Exercise goal: The entries below are to be retyped exactly. Preserve every word.

---- Data extracts

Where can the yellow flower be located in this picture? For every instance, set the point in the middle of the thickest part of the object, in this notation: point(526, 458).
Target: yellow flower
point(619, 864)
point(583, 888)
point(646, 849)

--------

Expected answer:
Where can the yellow flower be located in this picture? For every instance, set the point in the middle of the thickest part of the object, in this notation: point(526, 458).
Target: yellow flower
point(619, 864)
point(583, 888)
point(646, 849)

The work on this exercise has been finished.